> WHAT THE EXERCISE ASKS
The records that follow should be retyped word for word.

■ ■ ■ ■ ■

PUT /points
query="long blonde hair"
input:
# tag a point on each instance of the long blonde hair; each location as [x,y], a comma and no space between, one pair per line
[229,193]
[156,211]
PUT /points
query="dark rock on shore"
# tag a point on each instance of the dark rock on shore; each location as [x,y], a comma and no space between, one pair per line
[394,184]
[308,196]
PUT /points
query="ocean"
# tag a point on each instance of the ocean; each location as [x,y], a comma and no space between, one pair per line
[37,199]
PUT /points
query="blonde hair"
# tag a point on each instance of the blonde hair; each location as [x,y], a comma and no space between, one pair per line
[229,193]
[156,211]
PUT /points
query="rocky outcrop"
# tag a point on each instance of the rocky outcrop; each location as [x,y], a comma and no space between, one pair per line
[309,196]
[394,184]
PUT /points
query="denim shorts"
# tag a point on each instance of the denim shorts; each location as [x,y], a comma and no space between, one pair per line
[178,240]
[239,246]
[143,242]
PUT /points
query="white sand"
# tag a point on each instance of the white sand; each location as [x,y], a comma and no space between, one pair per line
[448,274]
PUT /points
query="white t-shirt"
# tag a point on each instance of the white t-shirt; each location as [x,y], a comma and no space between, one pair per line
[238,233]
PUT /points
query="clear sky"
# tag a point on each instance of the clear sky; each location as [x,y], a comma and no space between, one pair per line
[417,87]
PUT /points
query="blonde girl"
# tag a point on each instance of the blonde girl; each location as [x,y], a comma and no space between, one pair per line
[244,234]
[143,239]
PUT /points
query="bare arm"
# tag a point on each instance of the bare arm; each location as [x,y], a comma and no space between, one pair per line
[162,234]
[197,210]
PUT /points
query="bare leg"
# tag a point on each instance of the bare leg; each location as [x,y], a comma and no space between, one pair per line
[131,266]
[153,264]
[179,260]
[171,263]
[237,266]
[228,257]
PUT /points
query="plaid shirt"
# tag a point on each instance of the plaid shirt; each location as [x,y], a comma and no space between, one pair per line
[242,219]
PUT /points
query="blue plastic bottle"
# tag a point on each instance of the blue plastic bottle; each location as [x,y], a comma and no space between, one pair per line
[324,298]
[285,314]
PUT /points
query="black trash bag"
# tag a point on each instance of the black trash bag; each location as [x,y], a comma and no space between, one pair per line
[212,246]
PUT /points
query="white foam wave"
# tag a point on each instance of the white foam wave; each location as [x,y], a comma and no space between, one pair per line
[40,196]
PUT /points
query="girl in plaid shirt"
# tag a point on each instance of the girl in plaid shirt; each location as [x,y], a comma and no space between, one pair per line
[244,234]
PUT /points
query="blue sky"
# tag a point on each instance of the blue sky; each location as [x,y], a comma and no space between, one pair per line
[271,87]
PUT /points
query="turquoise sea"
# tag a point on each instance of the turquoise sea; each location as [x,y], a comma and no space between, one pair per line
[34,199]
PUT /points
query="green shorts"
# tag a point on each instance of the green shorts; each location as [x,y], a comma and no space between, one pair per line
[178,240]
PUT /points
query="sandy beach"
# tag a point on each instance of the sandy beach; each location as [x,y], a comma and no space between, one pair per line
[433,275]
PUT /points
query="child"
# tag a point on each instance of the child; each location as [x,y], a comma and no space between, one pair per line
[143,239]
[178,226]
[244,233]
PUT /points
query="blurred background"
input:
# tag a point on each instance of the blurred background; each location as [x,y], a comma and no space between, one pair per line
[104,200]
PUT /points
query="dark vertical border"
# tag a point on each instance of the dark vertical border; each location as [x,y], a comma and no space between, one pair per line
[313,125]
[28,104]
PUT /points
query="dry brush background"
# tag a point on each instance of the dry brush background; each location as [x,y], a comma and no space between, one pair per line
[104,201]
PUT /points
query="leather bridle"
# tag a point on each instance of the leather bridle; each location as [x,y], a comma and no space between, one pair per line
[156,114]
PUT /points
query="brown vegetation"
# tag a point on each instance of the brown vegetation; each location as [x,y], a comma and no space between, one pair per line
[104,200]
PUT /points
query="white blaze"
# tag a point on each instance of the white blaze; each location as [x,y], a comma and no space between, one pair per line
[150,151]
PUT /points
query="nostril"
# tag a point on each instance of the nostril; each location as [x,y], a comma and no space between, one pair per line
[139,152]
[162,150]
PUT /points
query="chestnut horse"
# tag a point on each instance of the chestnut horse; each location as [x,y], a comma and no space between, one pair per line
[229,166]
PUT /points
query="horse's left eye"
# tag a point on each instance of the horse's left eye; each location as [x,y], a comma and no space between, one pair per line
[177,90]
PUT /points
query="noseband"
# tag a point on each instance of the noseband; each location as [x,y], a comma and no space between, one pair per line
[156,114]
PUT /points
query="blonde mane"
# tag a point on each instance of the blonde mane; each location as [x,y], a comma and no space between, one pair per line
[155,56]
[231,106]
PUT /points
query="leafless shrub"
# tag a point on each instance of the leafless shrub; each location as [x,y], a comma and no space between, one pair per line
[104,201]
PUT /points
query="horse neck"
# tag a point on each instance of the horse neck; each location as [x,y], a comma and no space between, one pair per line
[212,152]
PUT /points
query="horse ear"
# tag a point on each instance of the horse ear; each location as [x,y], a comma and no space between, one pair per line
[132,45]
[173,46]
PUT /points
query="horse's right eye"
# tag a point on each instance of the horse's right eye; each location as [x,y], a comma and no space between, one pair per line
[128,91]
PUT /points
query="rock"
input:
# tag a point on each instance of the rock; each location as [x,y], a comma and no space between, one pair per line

■ ■ ■ ■ ■

> COMPLETED EXERCISE
PUT /points
query="long blonde hair"
input:
# tag a point on each instance of the long blonde hair; each location as [x,y], a comma and no space between, one pair per line
[229,193]
[156,211]
PUT /points
query="dark rock on shore"
# tag a point on each instance of the dark rock on shore; each location as [x,y], a comma and no space between, one pair per line
[394,184]
[308,196]
PUT /points
query="ocean"
# tag a point on each instance of the ocean; each location as [x,y], a comma and no space between, one pair per line
[37,199]
PUT /points
query="blonde hair"
# tag a point on each instance of the blonde hair; each location as [x,y], a comma and no space between, one pair per line
[229,193]
[156,211]
PUT /points
query="rocky outcrop"
# tag a point on each instance of the rocky outcrop; each location as [x,y], a comma and no space between, one pair per line
[309,196]
[394,184]
PUT /points
query="denim shorts"
# tag a point on each instance of the denim shorts; each location as [x,y], a comma and no space between, one pair per line
[178,240]
[239,246]
[143,242]
PUT /points
query="white sand"
# tag a point on each instance of the white sand; each location as [x,y], a comma and no space between, one pair per line
[448,274]
PUT /points
query="white t-shirt"
# tag a point on each instance of the white t-shirt; each location as [x,y], a comma and no space between, one pair per line
[238,233]
PUT /points
query="clear sky"
# tag a point on each instance of the clear sky; each location as [x,y], a comma and no space between, one pair per line
[417,87]
PUT /points
query="blonde girl"
# tag a point on each instance of the blonde girl; each location as [x,y], a comma and no space between, one pair per line
[244,234]
[143,239]
PUT /points
query="bare arm"
# tag a point on each instance of the bare arm; each location as [x,y], a comma and no space between, one pair per line
[162,234]
[197,210]
PUT /points
query="bare leg"
# tag a point on each instance of the bare leg; each location as [x,y], a comma and no space between, one pair per line
[131,266]
[153,264]
[179,260]
[171,263]
[237,266]
[228,257]
PUT /points
query="plaid shirt"
# tag a point on each instance of the plaid shirt; each location as [x,y], a comma and no space between, one pair per line
[242,219]
PUT /points
query="blue plastic bottle"
# tag a point on each instance of the blue plastic bottle; each location as [x,y], a comma and no space between, one pair per line
[324,298]
[285,314]
PUT /points
query="black trash bag"
# tag a point on each instance of the black trash bag; each location as [x,y], a comma and no space between, one pair per line
[212,246]
PUT /points
query="white foam wave"
# tag a point on each instance of the white foam wave; each location as [x,y], a comma and no space between, one pair per line
[40,196]
PUT /points
query="girl in plaid shirt"
# tag a point on each instance of the girl in plaid shirt; each location as [x,y], a comma and no space between, one pair per line
[244,234]
PUT /points
query="blue sky"
# tag a point on each instance of the blue sky; each location as [x,y], a comma and no space between, one pair per line
[271,87]
PUT /points
query="turquoise sea"
# tag a point on each instance of the turquoise sea; each location as [x,y], a comma and no space between, one pair per line
[34,199]
PUT /points
query="green shorts"
# tag a point on each instance of the green shorts; each location as [x,y], a comma and no space between, one pair per line
[178,240]
PUT /points
query="sandy beach"
# tag a point on each instance of the sandy beach; each location as [x,y], a comma and no space between, one pair per line
[433,275]
PUT /points
query="child"
# tag a point on each instance of the child; each location as [x,y], a comma and no space between, one pair per line
[143,239]
[178,226]
[244,233]
PUT /points
query="blurred background"
input:
# tag a point on each instance of the blurred background; each location as [x,y], a comma and no space between, one pair per line
[104,200]
PUT /points
query="dark vertical border"
# tag a point on each instance of the dark vertical border; each location as [x,y], a comma and no space between, one pair per line
[313,125]
[28,104]
PUT /points
query="dry brush background"
# tag a point on each instance of the dry brush background; each location as [x,y], a comma and no space between, one pair per line
[104,201]
PUT /points
query="leather bridle"
# tag a point on each instance of the leather bridle; each location as [x,y], a comma and no space between, one pair per line
[156,114]
PUT /points
query="brown vegetation"
# tag a point on each instance of the brown vegetation; each location as [x,y], a comma and no space between, one pair per line
[104,200]
PUT /points
query="white blaze"
# tag a point on each instance of the white blaze; each location as [x,y], a comma and no space between, one pair per line
[150,151]
PUT /points
query="nostril"
# tag a point on each instance of the nostril; each location as [x,y], a comma and no space between, one pair per line
[139,152]
[162,150]
PUT /points
query="chestnut horse"
# tag a point on each instance of the chestnut horse; each location as [x,y], a comma and no space between, one pair per line
[229,166]
PUT /points
query="horse's left eye"
# tag a point on each instance of the horse's left eye; each location as [x,y], a comma and no space between, one pair per line
[177,90]
PUT /points
query="noseband"
# tag a point on each instance of the noseband; each location as [x,y], a comma and no space between, one pair per line
[156,114]
PUT /points
query="blonde mane"
# tag a point on each instance of the blonde mane; each location as [x,y], a comma and no space between, one pair per line
[155,56]
[231,106]
PUT /points
query="leafless shrub"
# tag a point on each instance of the leafless shrub; each location as [x,y], a comma and no space between, one pair per line
[104,201]
PUT /points
query="horse neck"
# tag a point on each instance of the horse neck; each location as [x,y], a comma and no space between, one pair per line
[212,152]
PUT /points
query="horse ear"
# tag a point on each instance of the horse ear; each location as [x,y], a comma and no space between, one pair per line
[132,45]
[173,46]
PUT /points
query="horse's right eye"
# tag a point on each instance of the horse's right eye; each location as [x,y], a comma and no space between, one pair per line
[128,91]
PUT /points
query="rock"
input:
# tag a point on each instance of the rock; each location as [x,y], a comma and no space between, one pair per line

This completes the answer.